>> Begin
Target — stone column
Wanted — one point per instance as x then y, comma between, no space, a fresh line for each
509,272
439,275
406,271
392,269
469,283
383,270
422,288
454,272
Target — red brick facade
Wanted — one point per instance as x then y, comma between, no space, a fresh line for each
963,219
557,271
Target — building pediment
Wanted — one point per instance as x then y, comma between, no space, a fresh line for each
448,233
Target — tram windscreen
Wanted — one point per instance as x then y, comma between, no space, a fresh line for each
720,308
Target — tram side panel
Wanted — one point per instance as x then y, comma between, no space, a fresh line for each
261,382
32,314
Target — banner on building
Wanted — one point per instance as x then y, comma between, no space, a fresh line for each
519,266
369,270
>> End
WHAT IS EXPECTED: Reproduce the items above in full, substituting "streetcar" for every occurrence of "tram" and leaving all other text unchanged.

RESULT FOR THIS EXERCISE:
Target — stone column
Wanted — one point per instance as x then y, comma between, no space, a fresh line for each
509,272
439,275
406,271
392,269
469,283
383,270
422,288
454,272
Target — red brick facade
Wanted — one point per instance as x then y, comma between, no space, a fresh line for each
963,219
557,271
Target — building pediment
Wanted — one point per instance as x then y, comma between, no space, a fresh line for each
448,233
Target — streetcar windscreen
Wanted — one point per instance as x then y, comma between, no space, a fresh line for each
720,308
Target — streetcar side panel
Wanted — one point per instance as x then y, comma between, no space, a fresh line for each
261,382
32,314
Target — banner on building
Wanted — one point per instance as x then y, comma between, no space, a fresh line for each
519,266
369,270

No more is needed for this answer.